## Belge Bölümü
---+---

Değerli Dostlarım Bugün 06.12.2024 Mübarek CUMA günüdür. Bilgisizce ve bilinçsizce hareket ederek ve yaptığı eylemin veya konuştuğunun doğuracağı sonuçtan kaçarak Her şeyi bildiğini ve bildiği her şeyin doğru olduğunu zannederek sorumsuzca eylemde bulunmaya ve sorumsuzca konuşmaya CEHALET denir. 

   Toplumun ilerlemesi gelişmesi herşeyden önce eğitime bağlıdır. İnsanın karşına çıkan en büyük düşman cehalet anlayışıdır. Atatürkün çizdiği muasır medeniyetler seviyesine ulaşmak için ilk olarak cehaleti üzerimizden atmalıyız. Cehalet kişiyi karanlığa mahkum eden bir engel olarak görülebilir. Çünkü cahil insanlar yeniliklere kapalıdır. Medeniyetin ve teknolojinin yaptığı yeniliklere her zaman açık olmalıyız. Her birey kendi toplumunun eğitim ve kültür seviyesinin yüksek olmasını ister. Eğer toplum görgüsüzlük ediyor eğitim ve kültür anlamında hiçbir gelişme göstermiyorsa bu durum toplumun cehalet içinde olduğunu gösterir. Dolayısıyla toplumun düşmanı olarak en başta cehaleti gösterebiliriz. Cehalet, insanların birbirleriyle anlaşamamasına, şiddete eğilimli, hak yiyen, ahlaksız, vicdansız hatta birbirlerine düşman olmasına neden olabilir. Yanlış anlaşılma ve bilgi eksikliği, toplumlar arasında ayrılıklar ve çatışmalar yaratabilir. Ayrıca, cehalet, kişinin kendisine zarar vermesine neden olabilir. Yanlış bilgiye dayalı kararlar alarak, kötü sonuçlarla karşılaşabiliriz.

---+---

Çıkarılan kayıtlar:
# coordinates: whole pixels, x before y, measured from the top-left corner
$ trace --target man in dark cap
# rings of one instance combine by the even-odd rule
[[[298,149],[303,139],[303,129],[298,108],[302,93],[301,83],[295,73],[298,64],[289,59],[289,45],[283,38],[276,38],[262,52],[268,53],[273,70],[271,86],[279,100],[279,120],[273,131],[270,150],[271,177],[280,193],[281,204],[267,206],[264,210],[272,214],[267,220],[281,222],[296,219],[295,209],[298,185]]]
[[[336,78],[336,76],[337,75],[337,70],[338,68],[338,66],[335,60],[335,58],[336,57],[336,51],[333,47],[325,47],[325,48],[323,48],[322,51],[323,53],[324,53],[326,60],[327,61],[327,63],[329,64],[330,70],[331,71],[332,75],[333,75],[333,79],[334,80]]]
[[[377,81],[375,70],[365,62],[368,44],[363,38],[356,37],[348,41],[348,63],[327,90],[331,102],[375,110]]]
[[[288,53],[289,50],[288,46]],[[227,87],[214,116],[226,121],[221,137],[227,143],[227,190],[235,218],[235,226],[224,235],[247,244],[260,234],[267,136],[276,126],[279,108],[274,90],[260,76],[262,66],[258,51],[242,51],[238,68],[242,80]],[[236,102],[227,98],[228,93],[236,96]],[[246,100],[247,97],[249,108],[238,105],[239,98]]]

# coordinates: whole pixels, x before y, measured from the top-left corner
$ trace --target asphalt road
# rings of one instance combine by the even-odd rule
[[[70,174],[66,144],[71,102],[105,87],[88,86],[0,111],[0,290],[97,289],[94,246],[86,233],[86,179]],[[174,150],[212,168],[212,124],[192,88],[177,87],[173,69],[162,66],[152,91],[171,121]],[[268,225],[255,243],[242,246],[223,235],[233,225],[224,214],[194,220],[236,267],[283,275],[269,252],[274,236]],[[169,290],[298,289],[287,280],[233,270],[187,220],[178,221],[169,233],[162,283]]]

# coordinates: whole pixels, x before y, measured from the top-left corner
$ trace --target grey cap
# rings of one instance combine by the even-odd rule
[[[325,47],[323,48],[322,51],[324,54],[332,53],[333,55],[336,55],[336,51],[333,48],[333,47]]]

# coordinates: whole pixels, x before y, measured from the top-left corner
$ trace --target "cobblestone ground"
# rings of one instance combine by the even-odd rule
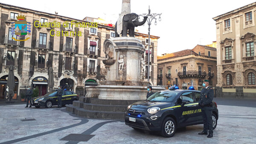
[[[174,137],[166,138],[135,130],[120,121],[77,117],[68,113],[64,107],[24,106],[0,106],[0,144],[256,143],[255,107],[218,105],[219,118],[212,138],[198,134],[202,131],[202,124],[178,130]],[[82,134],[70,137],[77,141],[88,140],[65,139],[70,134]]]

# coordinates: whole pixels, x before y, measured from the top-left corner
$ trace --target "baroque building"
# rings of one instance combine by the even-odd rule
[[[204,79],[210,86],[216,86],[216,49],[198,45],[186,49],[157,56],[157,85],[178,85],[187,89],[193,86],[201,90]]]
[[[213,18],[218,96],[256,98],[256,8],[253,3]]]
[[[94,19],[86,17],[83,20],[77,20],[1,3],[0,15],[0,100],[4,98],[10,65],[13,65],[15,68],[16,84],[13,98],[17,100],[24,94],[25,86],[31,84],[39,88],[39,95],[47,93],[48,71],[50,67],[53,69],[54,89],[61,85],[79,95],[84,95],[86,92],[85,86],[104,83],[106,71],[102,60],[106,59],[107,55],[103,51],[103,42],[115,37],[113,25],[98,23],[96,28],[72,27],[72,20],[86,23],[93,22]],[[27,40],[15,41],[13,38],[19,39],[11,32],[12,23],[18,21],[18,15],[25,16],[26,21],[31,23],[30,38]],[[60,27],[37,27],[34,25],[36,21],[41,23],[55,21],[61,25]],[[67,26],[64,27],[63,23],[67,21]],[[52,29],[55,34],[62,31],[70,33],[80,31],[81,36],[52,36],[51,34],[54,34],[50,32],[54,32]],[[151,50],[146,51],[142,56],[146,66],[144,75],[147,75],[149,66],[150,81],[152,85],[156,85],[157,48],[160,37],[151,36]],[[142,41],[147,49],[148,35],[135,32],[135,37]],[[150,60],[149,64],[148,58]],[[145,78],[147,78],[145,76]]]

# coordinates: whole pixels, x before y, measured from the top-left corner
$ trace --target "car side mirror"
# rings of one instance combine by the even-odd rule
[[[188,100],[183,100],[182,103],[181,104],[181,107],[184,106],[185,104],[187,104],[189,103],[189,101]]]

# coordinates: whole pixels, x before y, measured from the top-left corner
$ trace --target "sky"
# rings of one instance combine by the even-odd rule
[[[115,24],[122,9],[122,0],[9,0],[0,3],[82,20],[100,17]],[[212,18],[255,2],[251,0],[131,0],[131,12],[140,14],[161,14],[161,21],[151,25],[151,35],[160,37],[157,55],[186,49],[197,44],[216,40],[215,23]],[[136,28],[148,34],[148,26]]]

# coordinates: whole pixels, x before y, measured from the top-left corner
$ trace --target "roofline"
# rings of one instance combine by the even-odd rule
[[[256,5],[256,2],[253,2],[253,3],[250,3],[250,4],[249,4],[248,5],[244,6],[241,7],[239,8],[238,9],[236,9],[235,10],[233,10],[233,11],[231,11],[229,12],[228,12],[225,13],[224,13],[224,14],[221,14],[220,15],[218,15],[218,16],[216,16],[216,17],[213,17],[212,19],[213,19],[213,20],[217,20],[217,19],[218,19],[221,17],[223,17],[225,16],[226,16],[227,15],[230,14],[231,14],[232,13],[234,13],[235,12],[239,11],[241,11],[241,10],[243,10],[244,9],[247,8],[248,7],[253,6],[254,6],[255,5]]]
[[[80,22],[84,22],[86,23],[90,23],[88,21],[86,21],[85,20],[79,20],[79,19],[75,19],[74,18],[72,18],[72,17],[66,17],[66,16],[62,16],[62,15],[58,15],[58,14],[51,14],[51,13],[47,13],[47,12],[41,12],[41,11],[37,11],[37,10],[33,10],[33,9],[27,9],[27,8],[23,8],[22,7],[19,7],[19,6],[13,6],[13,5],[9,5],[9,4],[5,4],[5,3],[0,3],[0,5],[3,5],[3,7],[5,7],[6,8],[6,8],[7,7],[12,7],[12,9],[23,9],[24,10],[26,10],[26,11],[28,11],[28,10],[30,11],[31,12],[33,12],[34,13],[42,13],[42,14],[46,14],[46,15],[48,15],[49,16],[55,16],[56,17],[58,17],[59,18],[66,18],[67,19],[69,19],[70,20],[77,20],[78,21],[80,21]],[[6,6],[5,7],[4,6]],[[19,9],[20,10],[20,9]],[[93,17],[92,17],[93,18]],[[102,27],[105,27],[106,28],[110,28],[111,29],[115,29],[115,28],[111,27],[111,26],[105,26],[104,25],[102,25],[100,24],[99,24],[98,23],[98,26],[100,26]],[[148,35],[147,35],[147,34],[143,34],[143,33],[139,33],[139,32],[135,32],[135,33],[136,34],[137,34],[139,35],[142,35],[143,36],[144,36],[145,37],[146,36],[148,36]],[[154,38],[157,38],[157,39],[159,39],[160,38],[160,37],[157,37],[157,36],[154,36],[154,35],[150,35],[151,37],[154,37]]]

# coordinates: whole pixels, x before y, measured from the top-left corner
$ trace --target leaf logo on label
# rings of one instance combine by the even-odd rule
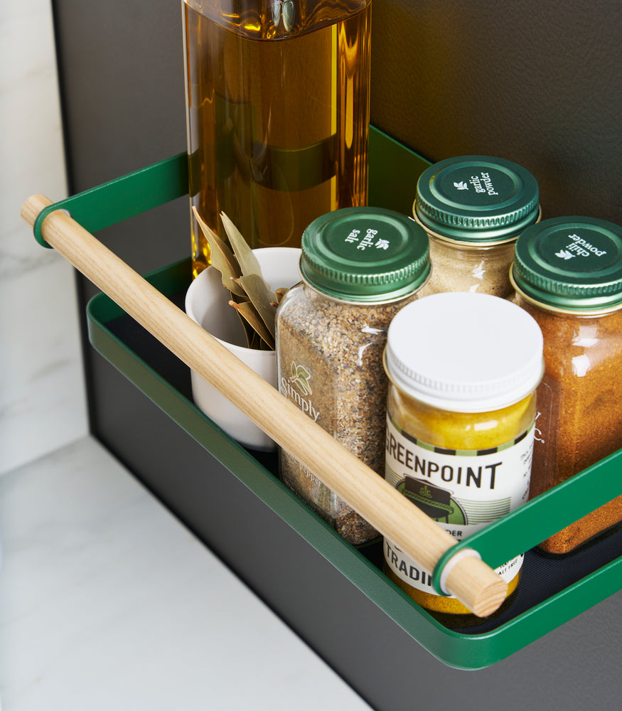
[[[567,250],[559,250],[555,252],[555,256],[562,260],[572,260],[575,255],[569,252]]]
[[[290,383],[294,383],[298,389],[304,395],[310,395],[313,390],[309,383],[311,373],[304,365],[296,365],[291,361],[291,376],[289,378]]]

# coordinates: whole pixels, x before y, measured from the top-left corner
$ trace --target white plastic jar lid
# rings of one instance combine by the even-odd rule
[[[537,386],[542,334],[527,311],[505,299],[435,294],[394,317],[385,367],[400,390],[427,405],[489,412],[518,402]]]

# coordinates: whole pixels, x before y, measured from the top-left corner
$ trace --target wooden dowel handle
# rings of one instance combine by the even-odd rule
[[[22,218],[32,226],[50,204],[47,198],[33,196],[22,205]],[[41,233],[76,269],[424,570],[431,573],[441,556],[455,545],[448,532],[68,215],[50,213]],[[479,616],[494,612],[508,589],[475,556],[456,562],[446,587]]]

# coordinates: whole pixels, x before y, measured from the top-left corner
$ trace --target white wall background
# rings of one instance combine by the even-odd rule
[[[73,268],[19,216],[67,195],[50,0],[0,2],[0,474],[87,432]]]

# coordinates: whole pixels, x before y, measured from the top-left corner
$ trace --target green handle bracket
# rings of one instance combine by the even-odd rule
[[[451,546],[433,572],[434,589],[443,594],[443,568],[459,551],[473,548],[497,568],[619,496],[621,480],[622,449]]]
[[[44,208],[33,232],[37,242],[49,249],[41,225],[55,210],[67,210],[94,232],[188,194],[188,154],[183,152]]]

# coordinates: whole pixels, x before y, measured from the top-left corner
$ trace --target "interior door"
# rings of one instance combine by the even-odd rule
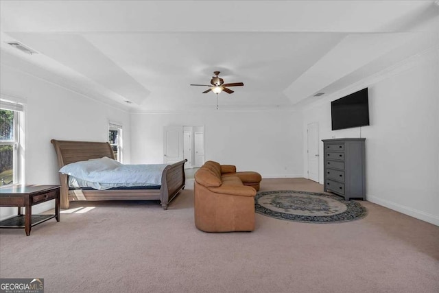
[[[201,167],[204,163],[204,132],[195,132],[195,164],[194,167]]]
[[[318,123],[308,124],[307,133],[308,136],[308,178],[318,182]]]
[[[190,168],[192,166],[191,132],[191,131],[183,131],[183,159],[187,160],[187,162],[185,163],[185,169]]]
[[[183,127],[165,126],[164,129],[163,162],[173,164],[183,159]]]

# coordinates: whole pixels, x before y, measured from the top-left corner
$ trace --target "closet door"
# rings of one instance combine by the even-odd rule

---+---

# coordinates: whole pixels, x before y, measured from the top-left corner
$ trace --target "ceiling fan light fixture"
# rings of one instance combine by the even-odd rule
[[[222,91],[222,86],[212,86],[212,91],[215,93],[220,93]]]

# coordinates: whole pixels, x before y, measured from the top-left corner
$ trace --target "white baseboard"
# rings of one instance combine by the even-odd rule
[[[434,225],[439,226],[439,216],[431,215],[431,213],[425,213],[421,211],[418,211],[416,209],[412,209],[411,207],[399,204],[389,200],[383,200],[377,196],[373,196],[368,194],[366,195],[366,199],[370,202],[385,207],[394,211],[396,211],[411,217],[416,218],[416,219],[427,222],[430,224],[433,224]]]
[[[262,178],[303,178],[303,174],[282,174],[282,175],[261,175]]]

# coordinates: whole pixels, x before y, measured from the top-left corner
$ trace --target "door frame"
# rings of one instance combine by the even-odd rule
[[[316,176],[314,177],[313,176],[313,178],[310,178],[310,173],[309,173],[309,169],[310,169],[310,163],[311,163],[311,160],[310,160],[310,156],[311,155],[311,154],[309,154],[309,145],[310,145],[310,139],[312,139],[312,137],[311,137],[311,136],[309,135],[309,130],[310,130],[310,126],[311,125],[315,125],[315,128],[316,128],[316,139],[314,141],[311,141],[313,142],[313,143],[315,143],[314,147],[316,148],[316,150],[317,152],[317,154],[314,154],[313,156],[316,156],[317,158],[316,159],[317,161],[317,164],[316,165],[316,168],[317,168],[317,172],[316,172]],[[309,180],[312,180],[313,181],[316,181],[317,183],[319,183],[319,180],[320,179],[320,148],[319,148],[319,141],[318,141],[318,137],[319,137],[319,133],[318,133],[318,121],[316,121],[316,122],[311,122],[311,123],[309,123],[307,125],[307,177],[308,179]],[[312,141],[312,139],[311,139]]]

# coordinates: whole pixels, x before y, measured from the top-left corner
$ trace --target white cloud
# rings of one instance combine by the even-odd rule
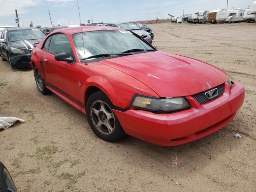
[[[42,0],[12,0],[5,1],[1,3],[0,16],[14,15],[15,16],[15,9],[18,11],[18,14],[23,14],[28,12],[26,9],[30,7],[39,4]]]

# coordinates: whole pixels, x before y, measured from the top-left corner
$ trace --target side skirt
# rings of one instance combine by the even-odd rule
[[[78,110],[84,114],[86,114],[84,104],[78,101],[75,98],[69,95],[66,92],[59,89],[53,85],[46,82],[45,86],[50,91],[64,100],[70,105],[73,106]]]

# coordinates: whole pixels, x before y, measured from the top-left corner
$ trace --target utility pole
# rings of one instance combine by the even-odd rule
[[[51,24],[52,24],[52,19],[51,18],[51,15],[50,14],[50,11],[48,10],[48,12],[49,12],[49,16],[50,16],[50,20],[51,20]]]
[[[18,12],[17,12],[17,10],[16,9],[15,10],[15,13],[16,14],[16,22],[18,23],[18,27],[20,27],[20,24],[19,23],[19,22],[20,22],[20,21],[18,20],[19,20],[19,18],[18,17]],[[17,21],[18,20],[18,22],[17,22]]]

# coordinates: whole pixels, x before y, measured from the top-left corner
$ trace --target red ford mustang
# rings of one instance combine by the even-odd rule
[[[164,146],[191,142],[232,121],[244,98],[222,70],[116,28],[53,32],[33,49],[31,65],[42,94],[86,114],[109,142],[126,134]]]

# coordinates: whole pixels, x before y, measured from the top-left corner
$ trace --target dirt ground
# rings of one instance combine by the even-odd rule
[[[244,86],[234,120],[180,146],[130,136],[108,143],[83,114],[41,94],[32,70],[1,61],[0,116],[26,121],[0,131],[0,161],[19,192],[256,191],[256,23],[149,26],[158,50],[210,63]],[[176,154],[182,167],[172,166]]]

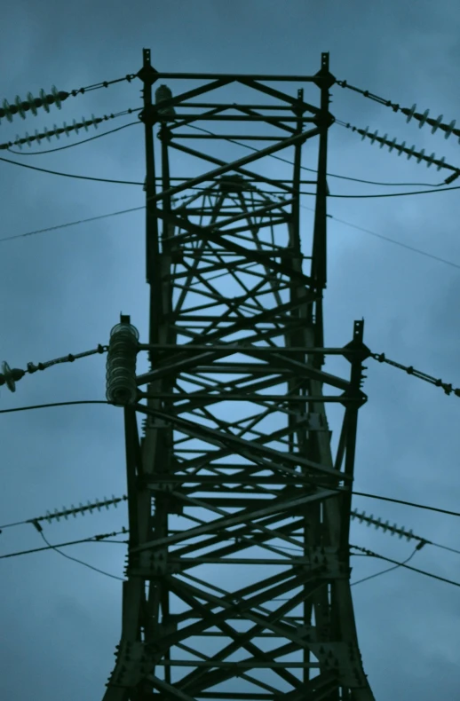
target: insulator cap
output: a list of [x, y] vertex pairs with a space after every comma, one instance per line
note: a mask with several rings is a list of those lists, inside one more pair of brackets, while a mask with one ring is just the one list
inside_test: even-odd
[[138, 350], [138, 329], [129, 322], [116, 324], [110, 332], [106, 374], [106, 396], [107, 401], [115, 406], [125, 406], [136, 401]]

---+---

## Hedefler
a) Cehalet konulu metne göre cahil insanlar neye kapalıdır?
b) Cehalet konulu metinde "Değerli Dostlarım Bugün" sözlerinden başlayıp "konuşmaya CEHALET denir." sözlerine kadar uzanan kısmın tamamını aynen kopyalayın.
Yalnızca metindeki bilgilere dayanın.

## Verilen Yanıtlar
a) Cahil insanlar yeniliklere kapalıdır.

b)
Değerli Dostlarım Bugün 06.12.2024 Mübarek CUMA günüdür. Bilgisizce ve bilinçsizce hareket ederek ve yaptığı eylemin veya konuştuğunun doğuracağı sonuçtan kaçarak Her şeyi bildiğini ve bildiği her şeyin doğru olduğunu zannederek sorumsuzca eylemde bulunmaya ve sorumsuzca konuşmaya CEHALET denir.